■ **THE PROBLEM**
Gather every line in the entries below that contains the string "police". Uppercase and lowercase letters count as different.

— BEGIN DATASET CONTENT —

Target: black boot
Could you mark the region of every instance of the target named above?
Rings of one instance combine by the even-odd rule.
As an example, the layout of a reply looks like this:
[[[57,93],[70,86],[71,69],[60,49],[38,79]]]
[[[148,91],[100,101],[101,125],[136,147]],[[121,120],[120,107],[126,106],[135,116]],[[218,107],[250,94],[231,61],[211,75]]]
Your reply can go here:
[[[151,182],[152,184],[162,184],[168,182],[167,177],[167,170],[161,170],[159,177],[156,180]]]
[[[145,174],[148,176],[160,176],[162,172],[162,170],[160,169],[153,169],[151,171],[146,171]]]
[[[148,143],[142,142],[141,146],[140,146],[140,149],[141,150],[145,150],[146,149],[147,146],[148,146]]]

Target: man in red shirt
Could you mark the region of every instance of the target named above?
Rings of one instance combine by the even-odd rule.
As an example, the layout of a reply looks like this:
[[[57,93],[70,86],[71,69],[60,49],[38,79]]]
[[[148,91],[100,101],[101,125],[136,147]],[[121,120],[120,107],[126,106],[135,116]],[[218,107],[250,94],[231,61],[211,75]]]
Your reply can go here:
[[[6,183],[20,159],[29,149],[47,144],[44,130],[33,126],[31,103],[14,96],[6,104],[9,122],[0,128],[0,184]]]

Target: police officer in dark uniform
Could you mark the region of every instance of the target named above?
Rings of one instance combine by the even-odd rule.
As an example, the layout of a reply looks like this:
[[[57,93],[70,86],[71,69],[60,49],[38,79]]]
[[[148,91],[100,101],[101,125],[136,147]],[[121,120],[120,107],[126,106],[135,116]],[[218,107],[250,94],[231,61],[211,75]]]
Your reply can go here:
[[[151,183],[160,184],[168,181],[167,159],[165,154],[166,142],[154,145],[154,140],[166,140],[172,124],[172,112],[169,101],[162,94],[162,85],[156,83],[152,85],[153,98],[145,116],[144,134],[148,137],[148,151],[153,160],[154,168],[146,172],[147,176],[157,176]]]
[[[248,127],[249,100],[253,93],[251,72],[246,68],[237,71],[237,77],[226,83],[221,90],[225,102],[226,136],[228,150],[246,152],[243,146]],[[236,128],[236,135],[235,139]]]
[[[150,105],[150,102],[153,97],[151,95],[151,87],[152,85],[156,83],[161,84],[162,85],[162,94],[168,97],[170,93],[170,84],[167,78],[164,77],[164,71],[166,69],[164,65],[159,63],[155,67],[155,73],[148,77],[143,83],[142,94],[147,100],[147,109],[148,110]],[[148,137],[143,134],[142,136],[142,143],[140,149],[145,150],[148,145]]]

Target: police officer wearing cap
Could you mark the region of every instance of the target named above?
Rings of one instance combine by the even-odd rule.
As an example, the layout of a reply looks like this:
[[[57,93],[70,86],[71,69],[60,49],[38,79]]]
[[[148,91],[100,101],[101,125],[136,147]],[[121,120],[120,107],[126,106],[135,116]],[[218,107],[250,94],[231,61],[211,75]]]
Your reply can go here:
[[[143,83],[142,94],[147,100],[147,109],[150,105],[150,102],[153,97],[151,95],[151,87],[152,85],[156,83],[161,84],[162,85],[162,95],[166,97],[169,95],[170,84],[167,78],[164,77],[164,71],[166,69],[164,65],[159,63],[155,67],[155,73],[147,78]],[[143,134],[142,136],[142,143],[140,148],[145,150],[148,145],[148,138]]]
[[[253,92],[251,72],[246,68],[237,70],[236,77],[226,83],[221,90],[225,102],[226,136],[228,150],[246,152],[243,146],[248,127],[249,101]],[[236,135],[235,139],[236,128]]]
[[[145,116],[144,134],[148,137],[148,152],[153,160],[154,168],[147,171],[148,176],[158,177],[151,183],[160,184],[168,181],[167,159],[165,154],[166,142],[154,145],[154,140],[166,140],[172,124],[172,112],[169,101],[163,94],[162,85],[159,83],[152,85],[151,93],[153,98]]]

— END DATASET CONTENT —

■ **CORRECT OUTPUT**
Target: police officer in dark uniform
Target: police officer wearing cap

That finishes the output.